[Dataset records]
....
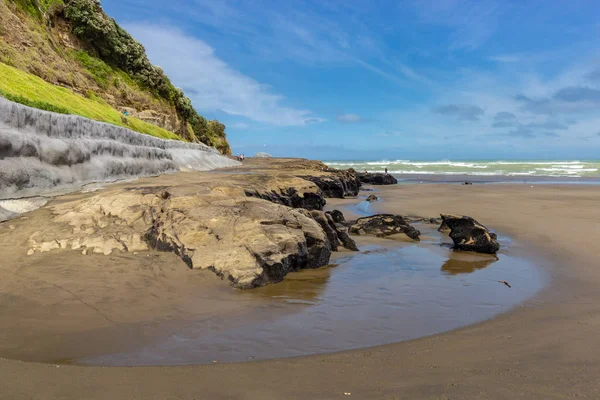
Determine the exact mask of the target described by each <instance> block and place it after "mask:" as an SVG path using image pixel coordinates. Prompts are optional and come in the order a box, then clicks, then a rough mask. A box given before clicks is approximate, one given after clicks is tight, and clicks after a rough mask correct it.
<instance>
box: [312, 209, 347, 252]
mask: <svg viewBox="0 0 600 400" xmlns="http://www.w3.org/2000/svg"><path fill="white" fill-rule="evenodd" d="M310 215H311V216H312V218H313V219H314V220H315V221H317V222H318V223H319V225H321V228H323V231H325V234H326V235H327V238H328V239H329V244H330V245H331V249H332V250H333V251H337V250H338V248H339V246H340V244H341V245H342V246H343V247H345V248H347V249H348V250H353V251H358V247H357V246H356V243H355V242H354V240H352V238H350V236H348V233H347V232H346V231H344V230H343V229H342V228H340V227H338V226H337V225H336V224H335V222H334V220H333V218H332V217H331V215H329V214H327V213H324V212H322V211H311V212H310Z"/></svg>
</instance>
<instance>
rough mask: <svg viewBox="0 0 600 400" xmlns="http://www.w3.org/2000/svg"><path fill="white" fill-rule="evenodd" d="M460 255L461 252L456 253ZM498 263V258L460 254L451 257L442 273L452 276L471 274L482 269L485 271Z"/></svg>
....
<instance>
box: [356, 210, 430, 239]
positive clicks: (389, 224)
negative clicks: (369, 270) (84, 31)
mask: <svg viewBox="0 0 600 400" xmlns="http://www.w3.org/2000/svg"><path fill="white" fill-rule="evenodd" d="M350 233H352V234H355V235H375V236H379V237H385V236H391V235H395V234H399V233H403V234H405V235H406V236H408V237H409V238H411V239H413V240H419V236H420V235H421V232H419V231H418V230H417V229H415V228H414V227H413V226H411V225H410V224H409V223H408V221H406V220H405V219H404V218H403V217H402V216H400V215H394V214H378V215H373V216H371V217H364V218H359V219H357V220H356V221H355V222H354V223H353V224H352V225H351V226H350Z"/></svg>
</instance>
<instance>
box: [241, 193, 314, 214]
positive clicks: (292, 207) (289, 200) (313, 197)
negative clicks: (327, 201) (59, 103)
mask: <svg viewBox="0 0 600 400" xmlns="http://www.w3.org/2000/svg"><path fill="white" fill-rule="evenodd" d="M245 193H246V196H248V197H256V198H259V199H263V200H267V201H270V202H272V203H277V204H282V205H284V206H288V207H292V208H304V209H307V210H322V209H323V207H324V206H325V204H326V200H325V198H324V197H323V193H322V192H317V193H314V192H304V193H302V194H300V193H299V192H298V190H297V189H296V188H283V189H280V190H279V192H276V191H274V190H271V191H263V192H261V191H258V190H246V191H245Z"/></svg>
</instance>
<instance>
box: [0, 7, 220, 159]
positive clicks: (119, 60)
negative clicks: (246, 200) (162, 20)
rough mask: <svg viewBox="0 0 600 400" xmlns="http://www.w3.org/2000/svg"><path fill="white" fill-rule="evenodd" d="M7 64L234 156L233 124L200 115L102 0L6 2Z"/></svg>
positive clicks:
....
**Task description**
From the entries above, write out only the lines starting at the line that holds "Determine the exact" and ending at the line that holds "255L461 252L456 253ZM498", keeping both and matching them exactly.

**Answer to this task**
Determine the exact mask of the target described by each <instance> block and place it after "mask:" as an SVG path using image pixel coordinates. Prompts are optional and come in the order a box, then clicks, then a rough mask. A box given before clicks is approximate, one given after clicks is tight, and clicks after a rough mask correct it.
<instance>
box: [312, 209, 347, 252]
mask: <svg viewBox="0 0 600 400" xmlns="http://www.w3.org/2000/svg"><path fill="white" fill-rule="evenodd" d="M310 215H311V216H312V218H313V219H314V220H315V221H317V222H318V223H319V225H321V228H323V231H325V234H326V235H327V238H328V239H329V244H330V245H331V249H332V250H333V251H337V250H338V248H339V246H340V244H341V245H342V246H343V247H345V248H347V249H348V250H353V251H358V247H357V246H356V243H355V242H354V240H352V238H350V236H348V233H347V232H346V231H344V230H343V229H342V228H340V227H338V226H337V225H336V224H335V222H334V220H333V218H332V217H331V215H329V214H327V213H324V212H322V211H311V212H310Z"/></svg>
</instance>
<instance>
rough mask: <svg viewBox="0 0 600 400" xmlns="http://www.w3.org/2000/svg"><path fill="white" fill-rule="evenodd" d="M460 255L461 252L456 253ZM498 263V258L460 254L451 257L442 273L452 276L471 274L482 269L485 271Z"/></svg>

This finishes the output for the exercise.